* Exercise description *
Give every line again exactly as it appears, please, but not the pictures.

* Dataset entries *
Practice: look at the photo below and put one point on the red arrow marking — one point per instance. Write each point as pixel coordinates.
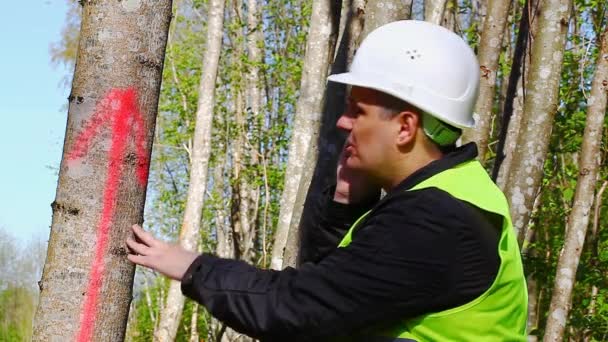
(118, 109)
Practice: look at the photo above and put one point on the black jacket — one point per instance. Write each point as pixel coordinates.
(417, 252)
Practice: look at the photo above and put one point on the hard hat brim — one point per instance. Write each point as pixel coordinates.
(365, 82)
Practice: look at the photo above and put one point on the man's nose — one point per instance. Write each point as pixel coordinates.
(345, 122)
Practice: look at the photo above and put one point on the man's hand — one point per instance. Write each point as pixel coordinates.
(168, 259)
(353, 186)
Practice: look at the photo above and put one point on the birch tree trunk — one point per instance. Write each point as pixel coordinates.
(578, 219)
(433, 11)
(323, 155)
(513, 106)
(540, 106)
(488, 54)
(190, 230)
(87, 280)
(380, 12)
(319, 52)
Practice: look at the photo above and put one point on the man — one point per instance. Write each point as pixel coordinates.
(434, 260)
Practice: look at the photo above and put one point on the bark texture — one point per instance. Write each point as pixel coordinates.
(578, 219)
(190, 230)
(434, 10)
(488, 55)
(540, 106)
(323, 155)
(87, 280)
(380, 12)
(318, 56)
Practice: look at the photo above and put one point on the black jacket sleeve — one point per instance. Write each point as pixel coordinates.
(402, 262)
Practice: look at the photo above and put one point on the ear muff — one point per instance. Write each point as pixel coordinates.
(439, 132)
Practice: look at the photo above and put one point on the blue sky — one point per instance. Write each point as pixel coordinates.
(32, 115)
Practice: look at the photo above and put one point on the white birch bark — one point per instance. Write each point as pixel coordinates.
(319, 52)
(578, 219)
(540, 105)
(190, 230)
(434, 11)
(488, 55)
(86, 286)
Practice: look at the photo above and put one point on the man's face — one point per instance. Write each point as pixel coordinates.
(371, 132)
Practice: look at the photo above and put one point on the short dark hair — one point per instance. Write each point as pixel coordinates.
(394, 106)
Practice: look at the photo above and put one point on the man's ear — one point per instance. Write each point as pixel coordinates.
(409, 122)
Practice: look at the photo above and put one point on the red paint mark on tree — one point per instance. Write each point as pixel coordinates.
(119, 110)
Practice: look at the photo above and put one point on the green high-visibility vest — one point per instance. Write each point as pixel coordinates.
(500, 313)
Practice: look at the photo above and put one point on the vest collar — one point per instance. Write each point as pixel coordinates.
(449, 160)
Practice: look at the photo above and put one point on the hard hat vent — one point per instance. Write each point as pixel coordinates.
(413, 54)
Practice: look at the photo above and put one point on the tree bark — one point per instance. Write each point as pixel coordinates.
(540, 106)
(319, 52)
(488, 54)
(87, 280)
(201, 149)
(380, 12)
(323, 155)
(578, 219)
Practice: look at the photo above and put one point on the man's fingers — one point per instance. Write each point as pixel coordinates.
(137, 247)
(144, 236)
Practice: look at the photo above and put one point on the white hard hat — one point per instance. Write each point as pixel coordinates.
(421, 63)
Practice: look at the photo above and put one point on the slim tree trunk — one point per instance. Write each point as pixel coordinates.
(380, 12)
(434, 10)
(87, 280)
(578, 219)
(194, 324)
(319, 52)
(488, 54)
(513, 105)
(323, 154)
(540, 106)
(201, 149)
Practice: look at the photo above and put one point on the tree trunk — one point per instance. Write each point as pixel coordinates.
(201, 149)
(380, 12)
(513, 106)
(488, 55)
(87, 280)
(319, 52)
(540, 106)
(433, 11)
(578, 219)
(324, 151)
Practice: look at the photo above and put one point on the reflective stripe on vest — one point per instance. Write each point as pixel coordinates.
(500, 313)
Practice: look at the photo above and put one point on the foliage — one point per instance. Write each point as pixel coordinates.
(284, 26)
(20, 269)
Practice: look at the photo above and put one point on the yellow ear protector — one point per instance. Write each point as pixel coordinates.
(438, 131)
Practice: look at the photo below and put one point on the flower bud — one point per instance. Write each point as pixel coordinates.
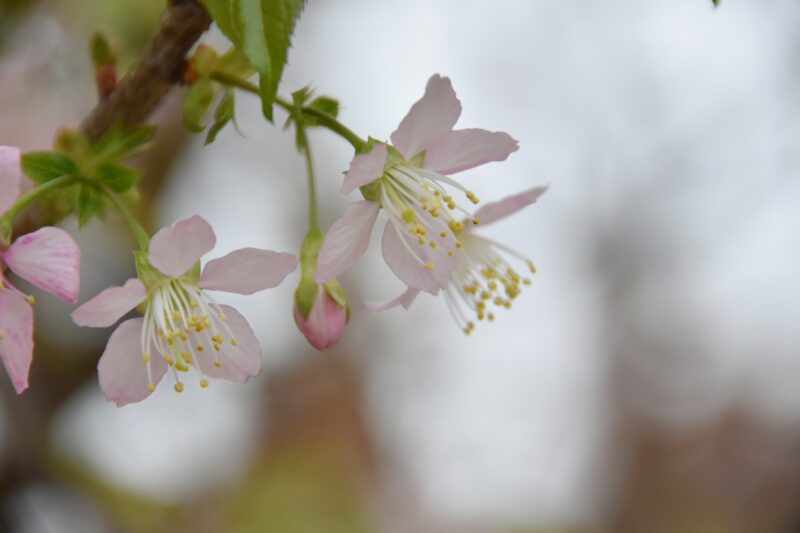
(320, 309)
(326, 322)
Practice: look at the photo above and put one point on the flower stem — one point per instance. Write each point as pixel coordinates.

* The answer *
Practice: look at the photo below and put one point on the red arrow marking — one point per instance. Write each point as pixel coordinates.
(118, 109)
Practice: look at the photo above and put one point on the black jacket — one point per instance. Write each point as pixel coordinates.
(417, 252)
Practice: look at the photo above and put one point on the hard hat brim — one point per instance. Write each point as pixel coordinates.
(365, 82)
Practice: look at the photo above and put one point on the man's nose — one point per instance. Write each point as pixel coordinates.
(345, 122)
Practice: look at the photo above and put one point on the man's hand — one point per instance. Write each point as pixel coordinates.
(168, 259)
(353, 186)
Practice: look at the photo above and put one point on the birch tree trunk — one point per instance. Write each point as pixel coordinates.
(578, 219)
(433, 11)
(323, 155)
(513, 106)
(540, 106)
(488, 54)
(190, 230)
(87, 280)
(380, 12)
(319, 52)
Practice: look at the photo above and put one point on the man — one point per instance. Write each point as pixel coordinates.
(434, 260)
Practice: look at the photo above and put one point on the bark texture — one point per instance. Write each point as pixel coordinates.
(578, 219)
(190, 230)
(434, 10)
(488, 55)
(540, 106)
(323, 155)
(87, 280)
(380, 12)
(318, 56)
Practice: look at the photo above and put one point on the black jacket sleeve — one point per instance. Write each point as pixel coordinates.
(402, 262)
Practice: look at the photo above and put one point on the ear muff — one point per instance. Write each point as pixel coordinates.
(439, 132)
Practice: look at the photo above and put one point on the blue sky — one point per instance. Write each point as pixel coordinates.
(32, 115)
Practice: look at the photo above and put one point on the white birch bark — one point per instance. Write each point as pixel coordinates.
(319, 52)
(578, 219)
(540, 105)
(190, 230)
(434, 11)
(488, 55)
(86, 286)
Practice: look at the photo above and put one point on the man's face — one point per instance. Write each point as pixel coordinates.
(371, 132)
Practice: look at the photo above and put one point on the short dark hair — one point per instance. Write each point as pixel coordinates.
(394, 106)
Practice: look at the photo above and put one point on the man's ear — one point per instance. Write each point as pixel coordinates.
(409, 122)
Practice: look at the photo above and put one point on the red paint mark on tree — one point per instance. Write each point as pixel coordinates.
(119, 110)
Practice: look at the photo above and put one point on the green high-visibility vest — one point per instance. Write each point as pixel coordinates.
(500, 313)
Practice: look at the photo above and put one point on the vest collar — one point per instance. Write each point as pixel coordinates.
(449, 160)
Practice: look at the photo above and put one point on the hard hat vent — one point per instance. Write each point as pixel coordinates.
(413, 54)
Practice: look at the photo above and put one point on the tree bark — one point per instance. Write each point as pixel coordinates.
(540, 106)
(319, 52)
(488, 54)
(87, 280)
(201, 149)
(380, 12)
(323, 155)
(578, 219)
Practice: look at the photo above and put one point on the man's fingers — one point per instance. Write each point as pixel coordinates.
(137, 247)
(144, 236)
Practice: look at the photo above and put one point on the white hard hat — one point per instance. Write each point as pixel coordinates.
(421, 63)
Practice: look at the photo above and put one point on the slim tree trunk — one point per instance. Write each point as pixel coordinates.
(380, 12)
(434, 10)
(87, 280)
(578, 219)
(194, 324)
(319, 52)
(488, 54)
(513, 105)
(323, 154)
(540, 106)
(201, 149)
Practice: look at the photo above and put one point on the tree trunk — one point per instance. Write each point as pixel coordinates.
(201, 149)
(380, 12)
(513, 106)
(488, 55)
(87, 280)
(319, 52)
(540, 106)
(433, 11)
(578, 219)
(324, 151)
Practice: look at the photo above and put one point on the reflective stripe on vest — one point per instance. Write each point as pixel coordinates.
(500, 313)
Practice: look at the photo above and put one point on the foliage — one point per instance. Write each point as pixel coordinates.
(284, 26)
(20, 269)
Practice: look at the photo above and put one point on the yellow ear protector — one point per instance. Write each point as pixel coordinates.
(438, 131)
Practice: look at the photo below and put one point on the flower bud — one point per instance. Write each point as pixel coordinates.
(320, 309)
(326, 322)
Practice: look at the photo above and put one point on the flower stem — one point per instance. Write each point as pixel coordinates.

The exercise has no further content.